• _What to produce_
From the listing below, extract every line in which the word "birch" appears.

• _Data_
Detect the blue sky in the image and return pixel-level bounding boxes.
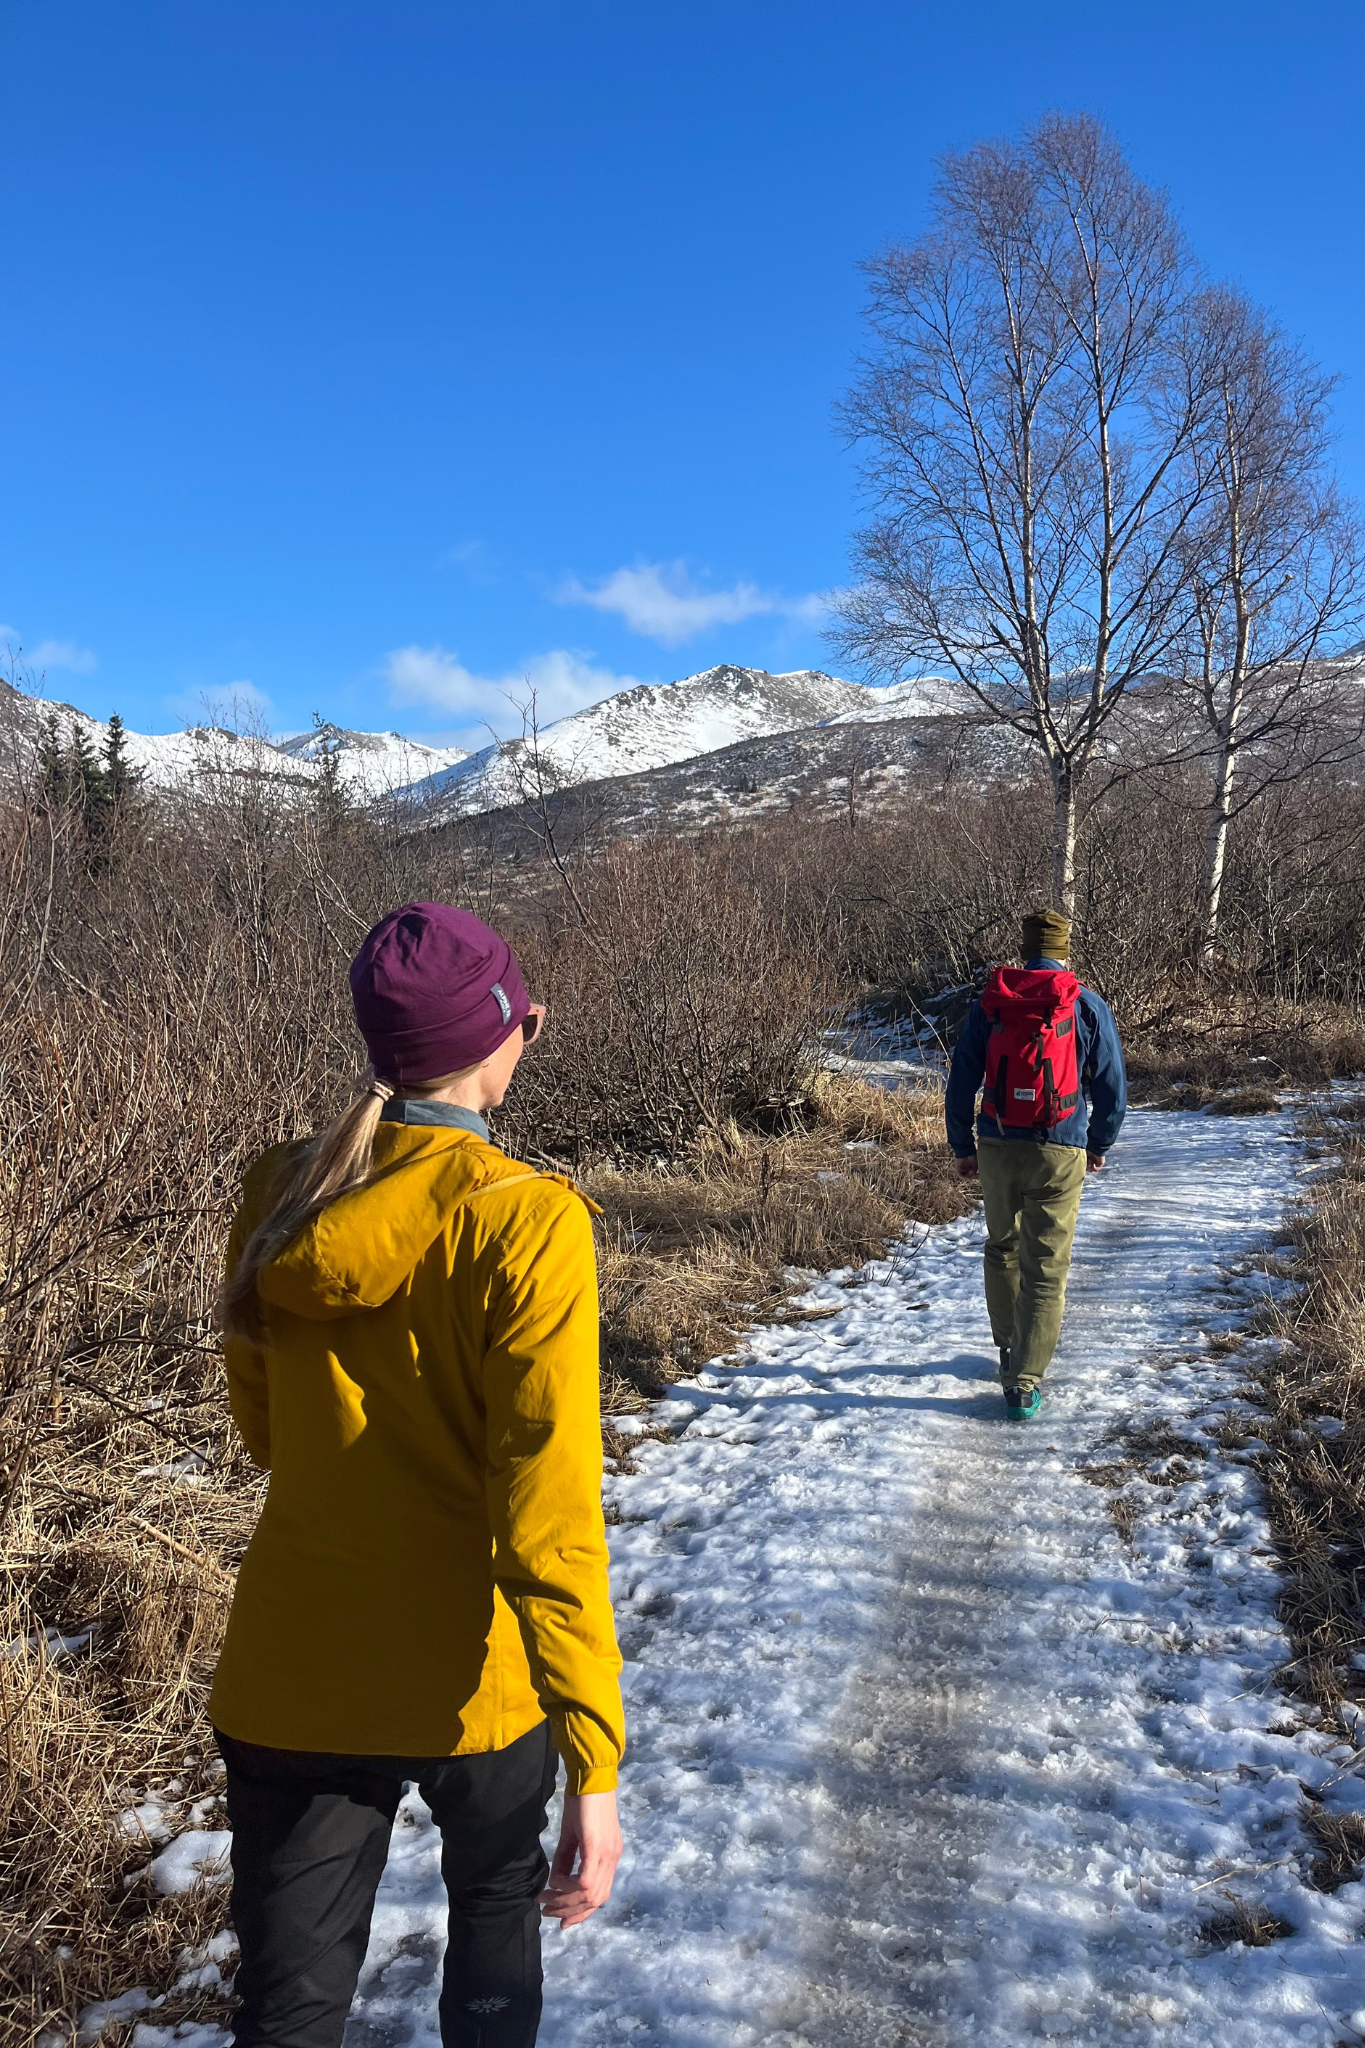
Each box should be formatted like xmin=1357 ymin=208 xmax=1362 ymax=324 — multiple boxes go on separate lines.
xmin=3 ymin=1 xmax=1361 ymax=745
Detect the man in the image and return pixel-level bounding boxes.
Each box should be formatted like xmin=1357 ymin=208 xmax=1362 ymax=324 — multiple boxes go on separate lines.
xmin=944 ymin=909 xmax=1127 ymax=1421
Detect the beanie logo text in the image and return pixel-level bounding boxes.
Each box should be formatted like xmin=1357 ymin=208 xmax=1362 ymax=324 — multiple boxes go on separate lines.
xmin=490 ymin=982 xmax=512 ymax=1023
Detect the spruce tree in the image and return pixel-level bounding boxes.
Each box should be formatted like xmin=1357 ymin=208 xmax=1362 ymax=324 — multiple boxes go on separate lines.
xmin=310 ymin=712 xmax=351 ymax=835
xmin=65 ymin=721 xmax=111 ymax=837
xmin=38 ymin=713 xmax=107 ymax=818
xmin=38 ymin=712 xmax=75 ymax=806
xmin=102 ymin=713 xmax=146 ymax=819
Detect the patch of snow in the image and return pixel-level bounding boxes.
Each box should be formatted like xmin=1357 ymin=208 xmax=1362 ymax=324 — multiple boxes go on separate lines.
xmin=94 ymin=1937 xmax=240 ymax=2048
xmin=171 ymin=1928 xmax=240 ymax=1996
xmin=75 ymin=1989 xmax=158 ymax=2044
xmin=833 ymin=674 xmax=967 ymax=722
xmin=148 ymin=1829 xmax=232 ymax=1895
xmin=120 ymin=1799 xmax=172 ymax=1847
xmin=3 ymin=1623 xmax=92 ymax=1659
xmin=131 ymin=2029 xmax=229 ymax=2048
xmin=824 ymin=1015 xmax=955 ymax=1089
xmin=828 ymin=1048 xmax=943 ymax=1092
xmin=135 ymin=1451 xmax=210 ymax=1483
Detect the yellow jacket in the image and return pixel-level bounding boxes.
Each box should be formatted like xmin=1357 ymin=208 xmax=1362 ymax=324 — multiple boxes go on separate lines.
xmin=209 ymin=1119 xmax=624 ymax=1794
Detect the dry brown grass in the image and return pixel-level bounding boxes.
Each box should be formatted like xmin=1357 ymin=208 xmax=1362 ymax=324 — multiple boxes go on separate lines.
xmin=1204 ymin=1086 xmax=1283 ymax=1116
xmin=1301 ymin=1802 xmax=1365 ymax=1893
xmin=588 ymin=1072 xmax=968 ymax=1409
xmin=1126 ymin=997 xmax=1365 ymax=1110
xmin=0 ymin=1608 xmax=233 ymax=2027
xmin=1197 ymin=1898 xmax=1294 ymax=1949
xmin=0 ymin=982 xmax=270 ymax=2045
xmin=1233 ymin=1130 xmax=1365 ymax=1724
xmin=1 ymin=1451 xmax=258 ymax=2043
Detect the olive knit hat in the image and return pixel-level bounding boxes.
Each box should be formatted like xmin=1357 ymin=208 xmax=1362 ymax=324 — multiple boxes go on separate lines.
xmin=1020 ymin=909 xmax=1072 ymax=962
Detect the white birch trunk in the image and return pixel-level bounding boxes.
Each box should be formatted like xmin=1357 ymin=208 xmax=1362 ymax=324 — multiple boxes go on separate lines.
xmin=1200 ymin=721 xmax=1239 ymax=967
xmin=1052 ymin=771 xmax=1077 ymax=914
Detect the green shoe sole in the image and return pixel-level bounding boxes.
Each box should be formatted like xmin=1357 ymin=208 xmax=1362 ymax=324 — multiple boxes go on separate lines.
xmin=1004 ymin=1389 xmax=1042 ymax=1422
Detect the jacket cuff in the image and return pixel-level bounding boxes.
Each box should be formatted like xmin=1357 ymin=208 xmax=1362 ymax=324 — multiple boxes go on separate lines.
xmin=550 ymin=1702 xmax=625 ymax=1796
xmin=564 ymin=1760 xmax=619 ymax=1795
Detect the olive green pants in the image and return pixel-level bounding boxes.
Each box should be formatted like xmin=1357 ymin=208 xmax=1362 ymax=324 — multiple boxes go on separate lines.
xmin=978 ymin=1138 xmax=1087 ymax=1387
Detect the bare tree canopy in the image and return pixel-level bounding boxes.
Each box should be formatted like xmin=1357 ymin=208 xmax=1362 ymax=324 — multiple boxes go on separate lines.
xmin=833 ymin=112 xmax=1218 ymax=909
xmin=1167 ymin=287 xmax=1365 ymax=960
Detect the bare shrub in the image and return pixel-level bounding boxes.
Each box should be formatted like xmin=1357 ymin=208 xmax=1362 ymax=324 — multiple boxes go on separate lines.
xmin=718 ymin=740 xmax=1365 ymax=1040
xmin=503 ymin=833 xmax=839 ymax=1163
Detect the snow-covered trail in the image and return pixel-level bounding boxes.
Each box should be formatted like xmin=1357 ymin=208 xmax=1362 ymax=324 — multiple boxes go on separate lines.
xmin=347 ymin=1107 xmax=1365 ymax=2048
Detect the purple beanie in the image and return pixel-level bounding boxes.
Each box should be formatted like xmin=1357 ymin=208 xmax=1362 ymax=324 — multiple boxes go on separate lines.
xmin=349 ymin=902 xmax=531 ymax=1083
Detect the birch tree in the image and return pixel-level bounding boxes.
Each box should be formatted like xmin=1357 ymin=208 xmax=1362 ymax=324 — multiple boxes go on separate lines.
xmin=1173 ymin=288 xmax=1363 ymax=964
xmin=833 ymin=113 xmax=1214 ymax=910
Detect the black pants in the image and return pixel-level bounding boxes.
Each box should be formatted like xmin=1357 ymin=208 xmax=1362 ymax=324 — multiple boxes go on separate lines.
xmin=217 ymin=1721 xmax=558 ymax=2048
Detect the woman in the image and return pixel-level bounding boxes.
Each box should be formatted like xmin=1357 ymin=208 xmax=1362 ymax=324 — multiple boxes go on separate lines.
xmin=212 ymin=901 xmax=625 ymax=2048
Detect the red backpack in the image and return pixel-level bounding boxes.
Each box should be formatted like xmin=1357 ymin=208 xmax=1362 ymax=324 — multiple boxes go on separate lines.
xmin=980 ymin=966 xmax=1081 ymax=1133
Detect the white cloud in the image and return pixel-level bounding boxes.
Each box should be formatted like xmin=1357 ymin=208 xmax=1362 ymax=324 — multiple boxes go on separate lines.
xmin=553 ymin=560 xmax=829 ymax=647
xmin=0 ymin=628 xmax=99 ymax=675
xmin=384 ymin=644 xmax=658 ymax=739
xmin=30 ymin=638 xmax=99 ymax=675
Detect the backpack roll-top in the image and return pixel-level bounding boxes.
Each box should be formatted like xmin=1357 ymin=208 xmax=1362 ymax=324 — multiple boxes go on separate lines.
xmin=981 ymin=966 xmax=1081 ymax=1134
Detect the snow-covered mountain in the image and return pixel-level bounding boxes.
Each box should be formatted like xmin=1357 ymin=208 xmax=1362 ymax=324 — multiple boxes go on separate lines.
xmin=0 ymin=661 xmax=962 ymax=819
xmin=402 ymin=663 xmax=954 ymax=816
xmin=0 ymin=684 xmax=467 ymax=799
xmin=272 ymin=722 xmax=468 ymax=793
xmin=834 ymin=673 xmax=966 ymax=723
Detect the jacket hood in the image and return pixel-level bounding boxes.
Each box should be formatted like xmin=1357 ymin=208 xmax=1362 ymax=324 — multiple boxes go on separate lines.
xmin=251 ymin=1125 xmax=535 ymax=1322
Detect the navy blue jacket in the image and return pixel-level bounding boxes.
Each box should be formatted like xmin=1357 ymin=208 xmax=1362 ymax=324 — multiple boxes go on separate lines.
xmin=944 ymin=957 xmax=1127 ymax=1159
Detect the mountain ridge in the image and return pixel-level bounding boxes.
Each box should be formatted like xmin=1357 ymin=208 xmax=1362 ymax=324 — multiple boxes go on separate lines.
xmin=0 ymin=663 xmax=958 ymax=814
xmin=0 ymin=682 xmax=469 ymax=798
xmin=397 ymin=663 xmax=955 ymax=815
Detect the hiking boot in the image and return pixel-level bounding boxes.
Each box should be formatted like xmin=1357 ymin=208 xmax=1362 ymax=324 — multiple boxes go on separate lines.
xmin=1003 ymin=1383 xmax=1042 ymax=1422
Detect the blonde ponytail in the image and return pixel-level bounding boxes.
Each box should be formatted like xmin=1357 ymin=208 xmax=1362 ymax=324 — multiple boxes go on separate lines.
xmin=221 ymin=1076 xmax=395 ymax=1340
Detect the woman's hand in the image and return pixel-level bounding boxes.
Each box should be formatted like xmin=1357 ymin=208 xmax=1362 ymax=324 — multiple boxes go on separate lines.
xmin=538 ymin=1790 xmax=622 ymax=1929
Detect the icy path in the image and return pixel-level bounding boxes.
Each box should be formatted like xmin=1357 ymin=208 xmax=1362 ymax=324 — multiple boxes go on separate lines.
xmin=347 ymin=1109 xmax=1365 ymax=2048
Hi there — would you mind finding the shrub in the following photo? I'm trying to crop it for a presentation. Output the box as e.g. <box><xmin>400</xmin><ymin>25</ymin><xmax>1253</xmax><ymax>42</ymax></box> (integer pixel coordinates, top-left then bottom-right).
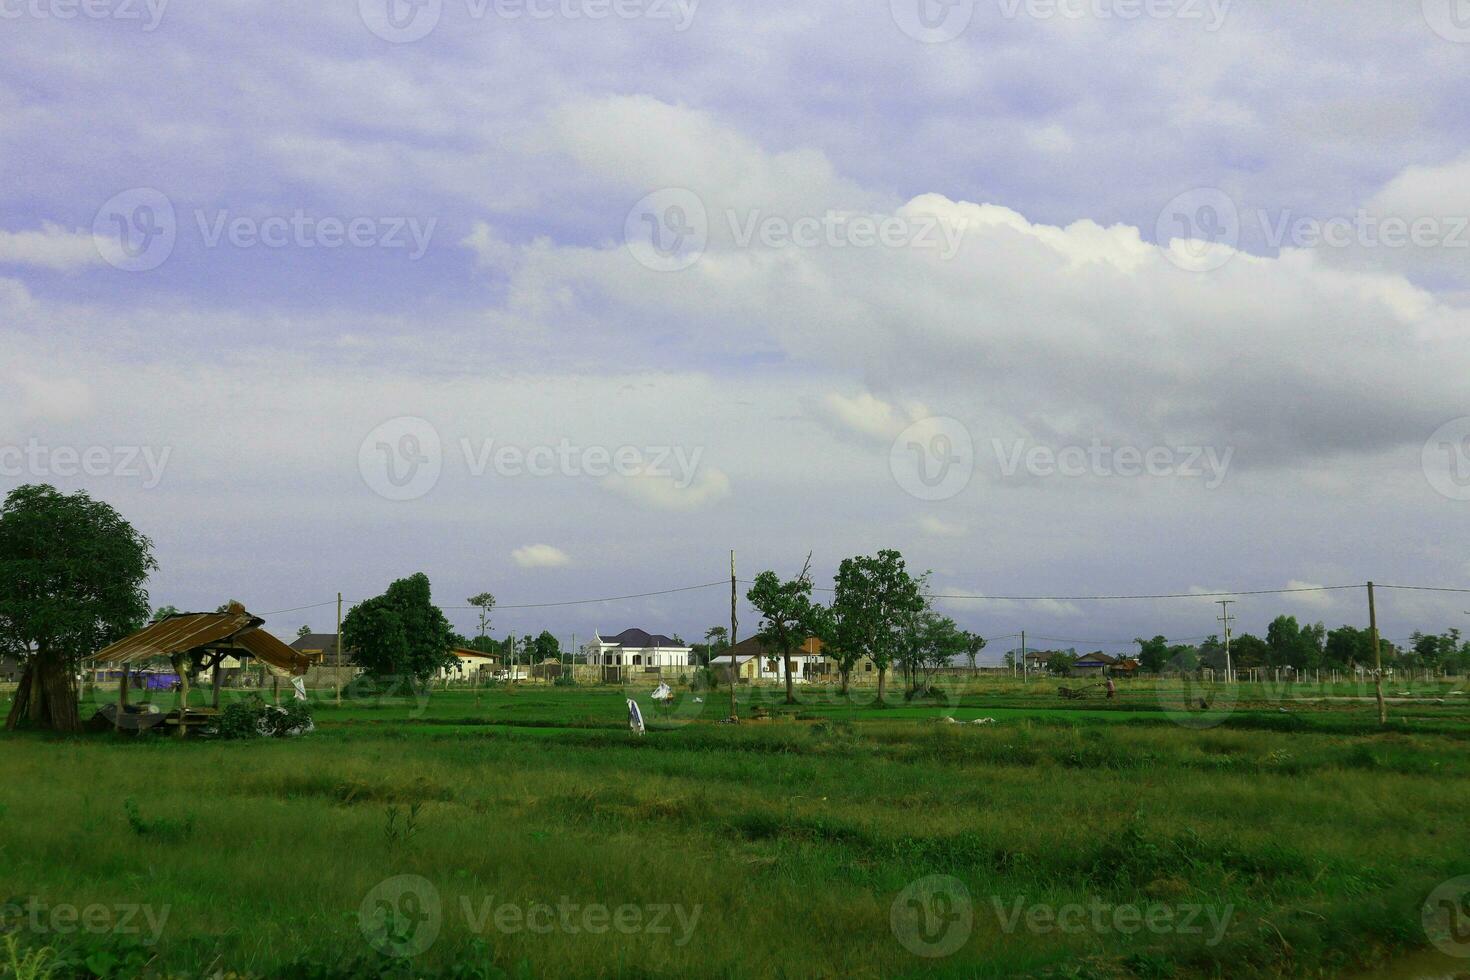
<box><xmin>217</xmin><ymin>695</ymin><xmax>270</xmax><ymax>739</ymax></box>
<box><xmin>216</xmin><ymin>694</ymin><xmax>314</xmax><ymax>738</ymax></box>
<box><xmin>553</xmin><ymin>673</ymin><xmax>577</xmax><ymax>687</ymax></box>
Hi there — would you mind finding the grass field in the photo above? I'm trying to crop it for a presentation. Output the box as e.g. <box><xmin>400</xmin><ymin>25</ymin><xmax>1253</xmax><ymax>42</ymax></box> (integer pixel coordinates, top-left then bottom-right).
<box><xmin>3</xmin><ymin>678</ymin><xmax>1470</xmax><ymax>978</ymax></box>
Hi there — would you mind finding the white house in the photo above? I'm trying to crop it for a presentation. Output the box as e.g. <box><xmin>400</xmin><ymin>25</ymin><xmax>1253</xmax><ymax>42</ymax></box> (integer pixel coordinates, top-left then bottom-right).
<box><xmin>584</xmin><ymin>629</ymin><xmax>693</xmax><ymax>670</ymax></box>
<box><xmin>438</xmin><ymin>647</ymin><xmax>500</xmax><ymax>684</ymax></box>
<box><xmin>709</xmin><ymin>636</ymin><xmax>832</xmax><ymax>683</ymax></box>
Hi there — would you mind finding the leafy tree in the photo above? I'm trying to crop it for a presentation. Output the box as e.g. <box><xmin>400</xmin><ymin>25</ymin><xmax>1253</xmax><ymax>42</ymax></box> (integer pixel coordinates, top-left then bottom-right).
<box><xmin>296</xmin><ymin>624</ymin><xmax>312</xmax><ymax>639</ymax></box>
<box><xmin>341</xmin><ymin>573</ymin><xmax>454</xmax><ymax>683</ymax></box>
<box><xmin>746</xmin><ymin>557</ymin><xmax>821</xmax><ymax>705</ymax></box>
<box><xmin>830</xmin><ymin>550</ymin><xmax>926</xmax><ymax>704</ymax></box>
<box><xmin>1324</xmin><ymin>625</ymin><xmax>1370</xmax><ymax>668</ymax></box>
<box><xmin>531</xmin><ymin>630</ymin><xmax>561</xmax><ymax>663</ymax></box>
<box><xmin>467</xmin><ymin>592</ymin><xmax>496</xmax><ymax>639</ymax></box>
<box><xmin>152</xmin><ymin>605</ymin><xmax>180</xmax><ymax>622</ymax></box>
<box><xmin>898</xmin><ymin>611</ymin><xmax>968</xmax><ymax>695</ymax></box>
<box><xmin>0</xmin><ymin>485</ymin><xmax>156</xmax><ymax>732</ymax></box>
<box><xmin>963</xmin><ymin>631</ymin><xmax>987</xmax><ymax>677</ymax></box>
<box><xmin>1135</xmin><ymin>635</ymin><xmax>1170</xmax><ymax>674</ymax></box>
<box><xmin>1228</xmin><ymin>633</ymin><xmax>1269</xmax><ymax>672</ymax></box>
<box><xmin>1046</xmin><ymin>651</ymin><xmax>1078</xmax><ymax>676</ymax></box>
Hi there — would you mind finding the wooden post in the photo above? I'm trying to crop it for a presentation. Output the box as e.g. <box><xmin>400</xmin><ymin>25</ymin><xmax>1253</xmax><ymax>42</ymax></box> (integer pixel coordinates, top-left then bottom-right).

• _Answer to this exercise_
Detect the white birch trunk in the image and return pixel-level bounding boxes.
Detect the birch tree in the image and return pixel-level bounding boxes.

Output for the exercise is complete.